(Brief 1): Based on the blog post, decide whether each statement agrees with it, answering yes or no and quoting the words that decide it: (a) Horgan argues that humans are naturally violent. (b) The writer grants that private violence has fallen in much of the world. (c) The weight placed on the environment of evolutionary adaptedness is said to have three main problems.
(Brief 2): Transcribe the blog post word for word, beginning at the words "First is trying" and stopping after "a philosophical issue.".

(Passage):
◇ ◇ ◇ ◇

SocraticGadfly: The "violent ape": #Pinker, #PopEvPsych refuted again

May 09, 2012

The "violent ape": #Pinker, #PopEvPsych refuted again

John Horgan does an excellent job of refuting the idea that humans are somehow "naturally violent," which in turn undercuts the thesis of Steve Pinker's new book in a new way. (Pinker is right that private violence has fallen in much of the world, but anybody who looks at modern war knows that his thesis of modern-time drops in violence in general is more tenuous.)


The real problem, somewhat even with non-pop evolutionary psychology, but much more with Pop Ev Psych, is the weight the discipline puts on the environment of evolutionary adaptedness, or EEA. This has four main problems.

First is trying to fix a "starting point" for starting the clock on this; second is getting details of that starting point wrong, which is where Horgan comes. Third is general lack of information. Fourth is a philosophical issue.

◇ ◇ ◇ ◇

(Image-backed grounding data):

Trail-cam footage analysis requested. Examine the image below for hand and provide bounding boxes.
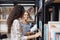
[35,33,41,38]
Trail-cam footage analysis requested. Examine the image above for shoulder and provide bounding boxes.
[13,19,19,23]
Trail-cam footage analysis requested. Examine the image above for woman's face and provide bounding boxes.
[23,12,29,20]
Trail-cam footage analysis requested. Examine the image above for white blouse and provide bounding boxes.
[11,19,27,40]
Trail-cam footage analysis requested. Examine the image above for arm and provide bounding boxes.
[12,20,21,40]
[26,32,41,39]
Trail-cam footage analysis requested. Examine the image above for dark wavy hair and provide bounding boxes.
[7,5,25,33]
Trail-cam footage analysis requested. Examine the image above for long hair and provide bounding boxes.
[7,5,25,33]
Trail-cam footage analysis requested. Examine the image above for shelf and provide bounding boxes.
[0,19,7,22]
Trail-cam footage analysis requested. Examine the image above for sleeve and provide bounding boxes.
[30,24,37,32]
[13,20,27,40]
[13,20,21,40]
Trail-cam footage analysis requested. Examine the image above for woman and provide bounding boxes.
[7,5,40,40]
[20,11,32,35]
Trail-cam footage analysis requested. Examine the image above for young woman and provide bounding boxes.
[7,5,40,40]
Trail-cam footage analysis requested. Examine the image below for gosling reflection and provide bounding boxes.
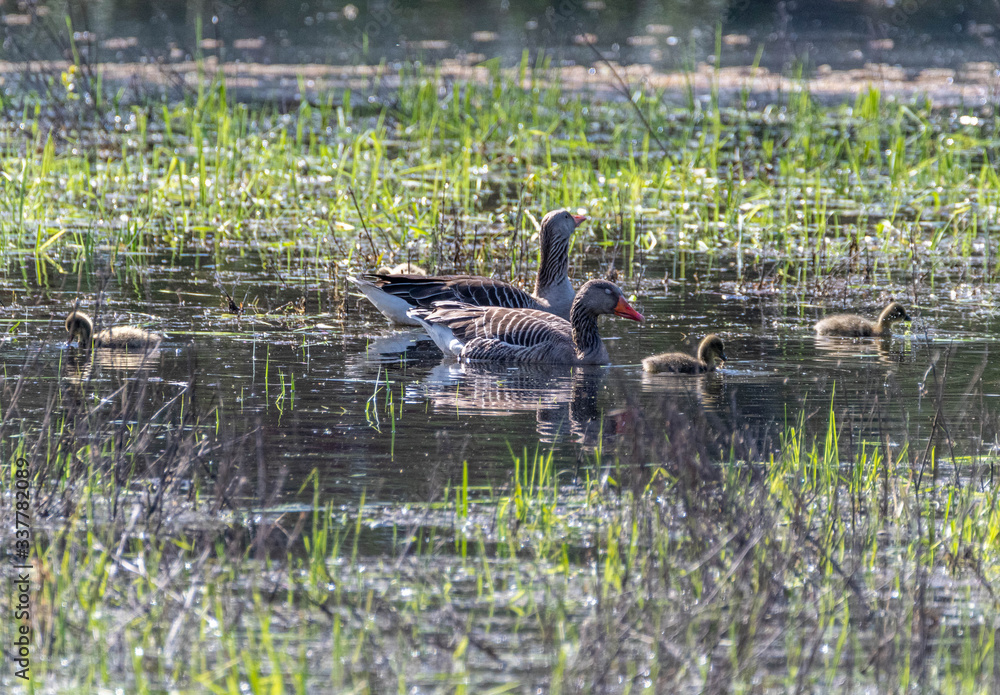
[816,336,906,367]
[64,348,160,384]
[408,361,614,447]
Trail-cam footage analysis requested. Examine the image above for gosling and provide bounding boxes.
[816,302,910,338]
[66,311,163,350]
[642,334,726,374]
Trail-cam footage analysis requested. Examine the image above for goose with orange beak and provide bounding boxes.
[409,280,643,364]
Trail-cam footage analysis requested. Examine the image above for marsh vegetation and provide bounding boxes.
[0,12,1000,693]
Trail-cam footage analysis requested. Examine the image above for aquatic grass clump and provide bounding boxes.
[0,59,1000,294]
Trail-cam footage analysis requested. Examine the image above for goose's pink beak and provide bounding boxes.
[613,297,645,323]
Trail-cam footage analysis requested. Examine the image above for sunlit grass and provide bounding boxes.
[0,58,1000,290]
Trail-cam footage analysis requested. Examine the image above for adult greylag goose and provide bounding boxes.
[66,310,163,350]
[642,334,726,374]
[816,302,910,338]
[410,280,643,364]
[349,210,587,326]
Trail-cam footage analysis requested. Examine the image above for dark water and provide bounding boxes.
[0,249,1000,505]
[5,0,1000,69]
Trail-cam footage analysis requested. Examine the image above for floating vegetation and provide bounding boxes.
[0,38,1000,693]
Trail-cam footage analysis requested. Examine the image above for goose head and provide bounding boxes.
[572,280,644,322]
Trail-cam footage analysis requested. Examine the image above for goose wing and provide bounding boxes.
[366,273,542,309]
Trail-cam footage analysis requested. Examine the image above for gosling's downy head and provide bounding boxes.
[66,309,94,347]
[878,302,910,323]
[698,333,728,368]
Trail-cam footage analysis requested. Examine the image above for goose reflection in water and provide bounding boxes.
[407,361,614,447]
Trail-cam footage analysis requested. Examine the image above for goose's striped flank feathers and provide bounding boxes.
[409,280,642,364]
[350,210,586,325]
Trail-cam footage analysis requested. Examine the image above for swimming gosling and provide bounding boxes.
[66,311,163,350]
[816,302,910,338]
[642,333,726,374]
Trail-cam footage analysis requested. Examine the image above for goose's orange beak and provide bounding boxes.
[613,297,645,323]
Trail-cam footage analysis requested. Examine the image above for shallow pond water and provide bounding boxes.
[7,247,1000,506]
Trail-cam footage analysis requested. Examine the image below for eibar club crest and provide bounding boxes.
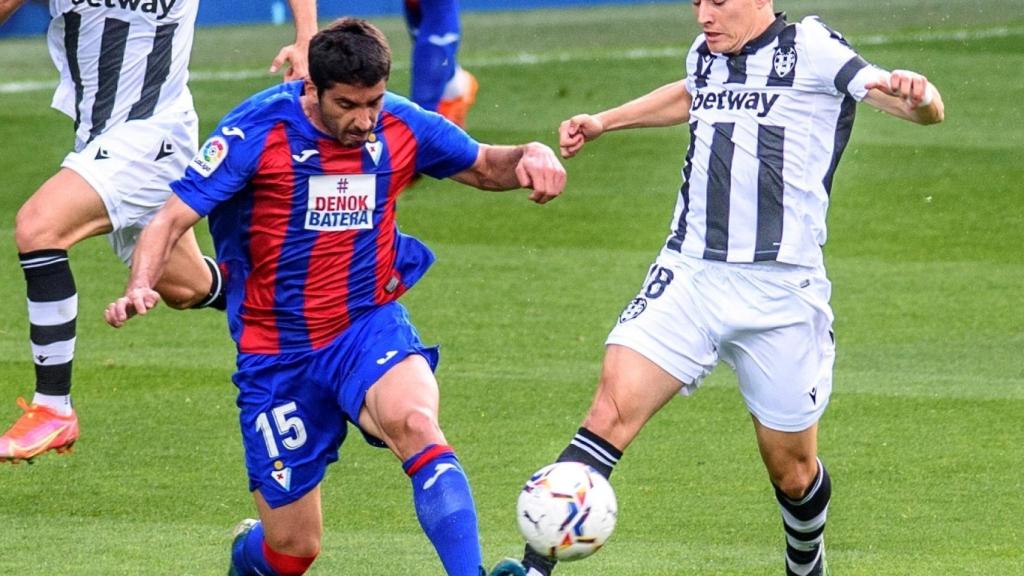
[696,54,715,80]
[270,460,292,491]
[366,133,383,164]
[771,46,797,78]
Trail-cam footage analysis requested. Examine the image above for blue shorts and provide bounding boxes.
[233,302,438,508]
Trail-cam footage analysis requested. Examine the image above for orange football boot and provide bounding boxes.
[437,70,480,128]
[0,397,78,462]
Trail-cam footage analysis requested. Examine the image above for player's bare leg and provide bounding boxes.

◇ ◇ ◇ ◇

(Written response 1):
(a) No: "John Horgan does an excellent job of refuting the idea that humans are somehow "naturally violent,""
(b) Yes: "Pinker is right that private violence has fallen in much of the world"
(c) No: "This has four main problems."

(Written response 2):
First is trying to fix a "starting point" for starting the clock on this; second is getting details of that starting point wrong, which is where Horgan comes. Third is general lack of information. Fourth is a philosophical issue.